DIRECTIVE:
Please answer these questions using the text on digital humanities below.
(a) How far into the new position is the writer?
(b) What does the writer say everyone actually seems to be concerned about?
(c) Which argument in the DH community does the writer take a deeper dive into?

TEXT PROVIDED:
----

By now, six weeks into my new position, I’ve read a lot of arguments both in favor and opposed to the digital humanities, and beneath the surface of almost every single one of these arguments, I’ve seen the same underlying theme: anti-capitalism or anti-corporatization. Most of the articles I have read have in one way or another made the case that the academy should not be run as a business. The most interesting thing about this is the way that it plays out in opposing arguments. Let’s take a look at some of the (oversimplified) arguments that have been made about digital scholarship.
- We should all publish on open access platforms because knowledge should be shared.
- If we all publish only on open access platforms, there will be no peer review, and there will be a death of expertise, making it easier for the general public to be manipulated by propaganda.
- Libraries shouldn’t be just houses for information, they should be centers for generating new knowledge.
- Digital humanities will save the humanities from its crisis.
- Digital humanities will not save the humanities from its crisis.
- We need more cross-disciplinary research and research centers.
- Digital work is rarely counted toward tenure and often not recognized as research.
- The higher ups in higher education only like DH because it brings in funding and it’s something they can sell to incoming students.
- Teaching students to use computers is exactly what the corporations want you to do!
- Using blogs or other more creative forms of assessment instead of papers is better for student learning than asking students to write essays and dissertations.
The disagreements here are not about whether digital scholarship is the best way to make money for the academy and continue its expansion. They’re about whether digital scholarship is capable of dismantling capitalist practices and systems within the academy or whether digital scholarship will further corporatize the academy. It’s not about whether the scholars think it is good or bad that there is a paywall to access scholarship. It’s about whether the paywall is necessary in order to maintain the level of scholarship taking place in the academy right now. It’s not about whether the humanities should be saved (regardless of how realistic this outlook is). It’s about how best to do it. It’s not about whether there should be more tenured positions for faculty. It’s about whether junior faculty members are doing an unfair amount of labor in order to gain tenure. (Again, I’m well aware that these are oversimplifications, but go with me).
The point that I’m making is that for all of this contention around digital scholarship and digital humanities, what everyone actually seems to be concerned about, is the seemingly inevitable corporatization and cannibalization of the university as we know it. We don’t fear computers and their ability to make graphs out of word counts (at least most of us don’t). We fear that using a tool created by a warmongering, exploitative, power-hungry corporation will open the floodgates for even more exploitation and warmongering practices in our university.
I’m going to take a deeper dive into one of the major arguments that has been ongoing in the DH community. That is, should we involve digital scholarship in our curriculum?
Some professors are torn between on the one hand, giving their students a unique, but possibly untested learning experience using digital tools, and on the other hand, making sure that the work students do in class is valued by future employers. Professors care about their students’ futures. That’s why they teach. To ignore the necessity of creating an environment that produces capable workers is to do their students a disservice. They have to prepare their students for the working world, even if it doesn’t operate the same way they wish they could operate their classrooms.

----

RECORDS SHOWN:
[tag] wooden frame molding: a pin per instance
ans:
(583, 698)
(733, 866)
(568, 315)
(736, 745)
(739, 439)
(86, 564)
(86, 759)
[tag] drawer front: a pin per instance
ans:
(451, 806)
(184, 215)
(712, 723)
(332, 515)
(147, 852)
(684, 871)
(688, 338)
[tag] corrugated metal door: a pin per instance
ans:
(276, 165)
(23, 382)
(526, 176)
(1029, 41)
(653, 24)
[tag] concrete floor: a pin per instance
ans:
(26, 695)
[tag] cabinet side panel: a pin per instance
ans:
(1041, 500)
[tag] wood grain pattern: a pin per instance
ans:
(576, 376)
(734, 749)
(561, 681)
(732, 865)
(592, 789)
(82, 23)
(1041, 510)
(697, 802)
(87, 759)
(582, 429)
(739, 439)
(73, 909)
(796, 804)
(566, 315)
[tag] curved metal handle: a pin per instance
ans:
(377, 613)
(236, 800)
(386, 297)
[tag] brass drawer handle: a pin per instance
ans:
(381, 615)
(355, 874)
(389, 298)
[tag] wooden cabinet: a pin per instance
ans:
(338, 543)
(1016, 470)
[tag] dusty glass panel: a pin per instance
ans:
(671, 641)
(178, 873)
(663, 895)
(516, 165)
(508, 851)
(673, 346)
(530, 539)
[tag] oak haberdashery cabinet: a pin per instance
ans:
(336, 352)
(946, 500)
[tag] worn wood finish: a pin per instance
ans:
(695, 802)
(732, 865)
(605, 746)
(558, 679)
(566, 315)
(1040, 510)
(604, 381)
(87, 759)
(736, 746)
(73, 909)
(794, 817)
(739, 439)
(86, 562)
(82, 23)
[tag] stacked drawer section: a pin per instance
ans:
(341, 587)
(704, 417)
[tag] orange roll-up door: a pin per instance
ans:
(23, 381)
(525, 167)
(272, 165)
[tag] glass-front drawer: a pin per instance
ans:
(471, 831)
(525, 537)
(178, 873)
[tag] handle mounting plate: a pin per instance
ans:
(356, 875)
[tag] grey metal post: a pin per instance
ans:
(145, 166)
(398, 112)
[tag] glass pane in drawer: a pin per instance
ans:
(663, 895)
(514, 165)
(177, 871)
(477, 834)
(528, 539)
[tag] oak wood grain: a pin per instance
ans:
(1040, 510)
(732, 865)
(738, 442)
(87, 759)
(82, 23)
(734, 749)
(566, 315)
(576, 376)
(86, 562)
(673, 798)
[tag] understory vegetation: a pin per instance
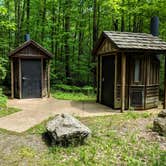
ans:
(120, 139)
(75, 93)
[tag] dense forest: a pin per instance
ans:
(69, 29)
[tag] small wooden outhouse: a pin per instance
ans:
(30, 67)
(128, 69)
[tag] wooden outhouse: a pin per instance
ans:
(128, 69)
(30, 67)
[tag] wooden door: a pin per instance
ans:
(31, 78)
(108, 73)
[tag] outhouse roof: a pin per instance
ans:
(35, 44)
(133, 41)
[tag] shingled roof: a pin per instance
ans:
(131, 41)
(35, 44)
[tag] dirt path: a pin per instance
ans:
(34, 111)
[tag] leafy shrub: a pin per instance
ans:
(69, 88)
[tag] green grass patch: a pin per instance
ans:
(73, 96)
(112, 143)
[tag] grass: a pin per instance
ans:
(109, 144)
(7, 111)
(73, 96)
(115, 140)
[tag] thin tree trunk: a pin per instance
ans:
(67, 48)
(28, 15)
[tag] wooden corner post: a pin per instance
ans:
(164, 106)
(123, 81)
(12, 79)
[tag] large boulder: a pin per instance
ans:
(159, 124)
(65, 129)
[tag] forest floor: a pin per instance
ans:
(119, 139)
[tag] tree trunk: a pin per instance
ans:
(66, 40)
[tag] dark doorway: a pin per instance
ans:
(31, 78)
(108, 75)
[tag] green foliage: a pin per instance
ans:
(8, 111)
(3, 99)
(69, 88)
(73, 96)
(114, 141)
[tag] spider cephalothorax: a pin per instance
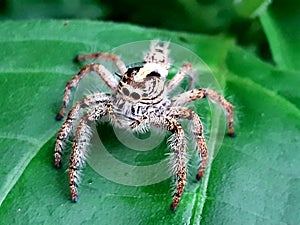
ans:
(139, 99)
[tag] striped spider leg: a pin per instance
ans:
(139, 99)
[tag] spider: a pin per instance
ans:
(139, 99)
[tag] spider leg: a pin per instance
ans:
(80, 144)
(91, 101)
(186, 69)
(106, 75)
(200, 93)
(104, 56)
(177, 143)
(197, 129)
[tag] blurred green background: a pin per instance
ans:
(253, 49)
(238, 19)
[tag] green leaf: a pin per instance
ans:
(254, 175)
(281, 23)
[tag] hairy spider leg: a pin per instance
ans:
(81, 140)
(106, 76)
(90, 101)
(177, 143)
(200, 93)
(197, 130)
(104, 56)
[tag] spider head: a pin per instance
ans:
(143, 83)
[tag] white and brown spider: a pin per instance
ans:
(138, 99)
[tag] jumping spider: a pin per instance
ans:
(139, 98)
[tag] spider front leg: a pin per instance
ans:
(80, 144)
(91, 101)
(177, 143)
(104, 74)
(200, 93)
(197, 129)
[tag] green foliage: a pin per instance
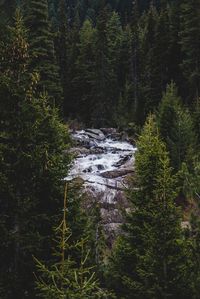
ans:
(190, 43)
(66, 277)
(42, 50)
(147, 262)
(32, 166)
(176, 128)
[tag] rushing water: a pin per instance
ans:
(112, 156)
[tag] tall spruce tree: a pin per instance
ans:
(68, 277)
(148, 261)
(32, 166)
(85, 72)
(176, 127)
(42, 49)
(190, 44)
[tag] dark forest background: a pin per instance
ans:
(133, 65)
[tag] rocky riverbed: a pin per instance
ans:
(104, 160)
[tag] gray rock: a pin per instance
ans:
(95, 134)
(117, 173)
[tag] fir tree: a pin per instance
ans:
(68, 278)
(190, 44)
(42, 49)
(176, 127)
(32, 166)
(147, 261)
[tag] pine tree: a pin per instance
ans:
(100, 83)
(147, 261)
(190, 44)
(85, 72)
(68, 278)
(42, 49)
(176, 127)
(32, 166)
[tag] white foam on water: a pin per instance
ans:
(90, 167)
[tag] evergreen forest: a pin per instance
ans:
(126, 65)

----

EXERCISE OUTPUT:
(a) Six weeks.
(b) The seemingly inevitable corporatization and cannibalization of the university as we know it.
(c) Whether digital scholarship should be involved in the curriculum.